AUFGABENSTELLUNG - Führen Sie den Textauszug über die kurdische Opposition und die PKK in der Türkei im selben Stil fort. Beginnen Sie unmittelbar nach seinem letzten Satz.

Ab Mitte der 1970er Jahre bildete sich eine breitere Front oppositioneller Kurden, die ein gemeinsames Ziel erreichen wollten: mehr Freiheit und am Ende einen unabhängigen Staat. Als Hauptakteur kristallisierte sich die Arbeiterpartei Kurdistans (PKK) heraus, die 1978 von Abdullah Öcalan gegründet worden war. Neben dem Kampf gegen den türkischen Nationalismus war sie auch stark marxistisch-leninistisch beeinflusst und machte das kapitalistische und imperialistische System verantwortlich für die Situation der Kurden. Nach dem Militärputsch von 1980 rief Öcalan 1984 den bewaffneten Kampf aus. Über kurdische Provinzen wurde der Ausnahmezustand verhängt, die Armee brannte ganze Dörfer nieder, deren Bewohner unter dem Verdacht standen, mit der PKK zu sympathisieren. Das wiederum verschaffte der PKK Zulauf (PW 21.1.2015). Heute teilen mindestens 80% der Kurden im Südosten der Türkei grundlegende Forderungen der PKK: Sie wollen Unterricht ihrer Kinder in der Muttersprache, lokale und regionale Autonomie vom türkischen Zentralstaat und eine Entschuldigung des Staates für die seit Anfang der Republik betriebene Politik der Leugnung kurdischer Sprache und Kultur, die gewaltsame Assimilationspolitik und die damit einhergehenden Menschenrechtsverletzungen (SWP 10.9.2015).

DATENSATZEINTRÄGE -
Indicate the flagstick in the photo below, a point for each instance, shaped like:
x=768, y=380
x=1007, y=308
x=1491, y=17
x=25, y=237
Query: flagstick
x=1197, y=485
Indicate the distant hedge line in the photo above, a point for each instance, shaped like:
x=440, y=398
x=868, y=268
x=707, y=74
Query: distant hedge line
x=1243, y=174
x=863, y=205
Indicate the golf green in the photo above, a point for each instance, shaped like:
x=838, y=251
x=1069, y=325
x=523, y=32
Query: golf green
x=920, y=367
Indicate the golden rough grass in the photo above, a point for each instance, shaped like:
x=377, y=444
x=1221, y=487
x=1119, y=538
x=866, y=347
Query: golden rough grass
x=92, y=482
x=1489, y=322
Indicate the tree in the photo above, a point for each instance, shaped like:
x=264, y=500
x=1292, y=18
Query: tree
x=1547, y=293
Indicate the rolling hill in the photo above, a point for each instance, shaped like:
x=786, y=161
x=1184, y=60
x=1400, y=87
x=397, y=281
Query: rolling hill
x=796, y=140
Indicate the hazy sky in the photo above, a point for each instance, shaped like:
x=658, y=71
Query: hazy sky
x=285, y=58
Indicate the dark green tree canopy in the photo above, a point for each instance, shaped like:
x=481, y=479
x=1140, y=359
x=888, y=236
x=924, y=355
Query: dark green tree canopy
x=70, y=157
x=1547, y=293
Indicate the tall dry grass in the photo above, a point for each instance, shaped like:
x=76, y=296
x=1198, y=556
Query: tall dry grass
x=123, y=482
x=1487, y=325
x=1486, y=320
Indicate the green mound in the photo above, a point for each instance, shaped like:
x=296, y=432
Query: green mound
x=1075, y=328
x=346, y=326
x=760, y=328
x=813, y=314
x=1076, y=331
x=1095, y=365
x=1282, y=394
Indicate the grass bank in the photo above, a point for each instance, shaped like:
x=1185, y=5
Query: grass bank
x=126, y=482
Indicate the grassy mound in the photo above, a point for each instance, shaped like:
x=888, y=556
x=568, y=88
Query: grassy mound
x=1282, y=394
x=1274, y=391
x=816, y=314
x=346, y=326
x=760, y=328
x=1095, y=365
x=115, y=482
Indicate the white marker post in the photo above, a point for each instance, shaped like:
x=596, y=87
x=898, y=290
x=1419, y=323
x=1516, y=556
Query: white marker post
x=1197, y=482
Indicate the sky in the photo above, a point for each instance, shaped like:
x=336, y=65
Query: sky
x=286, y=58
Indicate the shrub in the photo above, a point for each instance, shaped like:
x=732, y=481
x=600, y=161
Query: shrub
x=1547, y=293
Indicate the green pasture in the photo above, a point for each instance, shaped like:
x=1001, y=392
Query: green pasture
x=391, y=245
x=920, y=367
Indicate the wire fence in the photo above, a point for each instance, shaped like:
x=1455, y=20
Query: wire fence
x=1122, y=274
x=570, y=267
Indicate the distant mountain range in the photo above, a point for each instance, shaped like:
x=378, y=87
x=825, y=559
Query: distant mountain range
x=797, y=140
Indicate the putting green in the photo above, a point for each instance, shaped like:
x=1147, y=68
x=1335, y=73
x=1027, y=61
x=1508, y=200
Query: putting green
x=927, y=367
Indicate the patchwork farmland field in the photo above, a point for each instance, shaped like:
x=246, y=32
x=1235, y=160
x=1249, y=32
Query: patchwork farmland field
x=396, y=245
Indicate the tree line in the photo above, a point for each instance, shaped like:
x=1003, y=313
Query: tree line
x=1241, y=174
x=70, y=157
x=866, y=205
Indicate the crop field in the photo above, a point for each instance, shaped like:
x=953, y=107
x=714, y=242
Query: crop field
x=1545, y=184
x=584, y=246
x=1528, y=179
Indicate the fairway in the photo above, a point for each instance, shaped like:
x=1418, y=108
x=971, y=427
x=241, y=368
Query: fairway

ERGEBNIS -
Der Kampf der marxistisch orientierten Kurdischen Arbeiterpartei bzw. Aufstandsbewegung PKK war ursprünglich u.a. gegen die regionale Rückständigkeit im Südosten der Türkei gerichtet (inkl. des fortbestehenden kurdischen Feudalsystems) und verwandelte sich erst in den späten 1980er Jahren in einen Kampf um kulturelle Rechte, regionale Unabhängigkeit bzw. de facto Sezession. Gegenwärtig ist offiziell eine weitreichende Autonomie innerhalb der Türkei das Ziel. Der PKK-Gewalt standen Verhaftungen und schwere Menschenrechtsverletzungen seitens der türkischen Militärregierung (ab 1980) gegenüber. Seit 1984 forderte der Konflikt über 40.000 militärische und zivile Opfer. Die PKK ist in der Türkei verboten und wird auch von USA und EU als terroristische Organisation eingestuft. Sie agiert v.a. im Südosten der Türkei, in den Grenzregionen zu Iran und Syrien, sowie im Nord-Irak, wo ihr Rückzugsgebiet liegt (Kandilgebirge) (ÖB 10.2017).

1993 gab es das erste Waffenstillstandsangebot der PKK. Deren Führung verwarf in einer Erklärung das Ziel eines unabhängigen Kurdistans und strebte stattdessen kulturelle Autonomie und lokale Selbstverwaltung innerhalb der Türkei an. Doch die türkische Regierung war zu keinen Kompromissen bereit und verstärkte ihre Militäroffensive. Im Februar 1999 wurde Abdullah Öcalan festgenommen, was die Führung und Organisation der PKK empfindlich schwächte. Aus dem Gefängnis heraus warb er für eine friedliche Lösung des Konfliktes (PW 21.